**Stated exercise**
Exactly as they appear, output all of the entries.

Coordinate annotation entries

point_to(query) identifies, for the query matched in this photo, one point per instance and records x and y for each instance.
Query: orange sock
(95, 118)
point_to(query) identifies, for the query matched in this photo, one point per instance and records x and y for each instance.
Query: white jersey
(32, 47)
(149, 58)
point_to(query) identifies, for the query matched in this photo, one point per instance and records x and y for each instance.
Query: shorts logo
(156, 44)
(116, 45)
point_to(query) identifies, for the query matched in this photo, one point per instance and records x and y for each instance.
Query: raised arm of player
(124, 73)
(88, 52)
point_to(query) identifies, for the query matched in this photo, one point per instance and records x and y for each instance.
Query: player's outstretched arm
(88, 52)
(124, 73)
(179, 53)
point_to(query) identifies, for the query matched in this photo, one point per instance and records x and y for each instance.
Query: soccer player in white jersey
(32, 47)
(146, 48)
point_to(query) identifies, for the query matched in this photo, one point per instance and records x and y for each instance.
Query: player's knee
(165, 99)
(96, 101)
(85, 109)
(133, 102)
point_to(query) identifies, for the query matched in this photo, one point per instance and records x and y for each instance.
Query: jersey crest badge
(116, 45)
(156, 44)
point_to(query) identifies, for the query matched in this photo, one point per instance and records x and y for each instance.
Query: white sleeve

**Solution**
point_to(query) identifies, for the query matched in this photo, one point per instance and records x and y for each instance.
Query: orange sock
(95, 118)
point_to(query) identifies, for the query matched in this photo, one point per instance and records x and y for each instance.
Query: white jersey
(32, 47)
(149, 58)
point_to(query) identifies, for the query matched in this photo, one point per instance and records x and y for each instance.
Query: shorts logo
(156, 44)
(116, 45)
point_to(query) identifies, for the query matched in this photo, one point per instance and records x and y for each instance.
Query: raised arm of player
(124, 73)
(88, 52)
point_to(query) identifies, for the query matched in this photo, one point per instance and records x and y for each instance.
Query: player's outstretched arm
(88, 52)
(124, 73)
(179, 53)
point_to(query) identifies, for the query matched in this photo, one point per instance and records x and y for each instance.
Query: soccer player in white jersey
(32, 47)
(146, 48)
point_to(query) identifies, for the query matched in this photo, one point per instance and records x and y for each instance.
Query: player's knee
(165, 99)
(96, 101)
(85, 109)
(133, 102)
point_to(query) identifies, for the query matched in this photo, one point per instance and records x and y for each instance.
Query: jersey crest badge
(116, 45)
(156, 44)
point_to(query) identifies, for the query matched in this photo, one point per instance and records x and y for each instance.
Query: white sleeve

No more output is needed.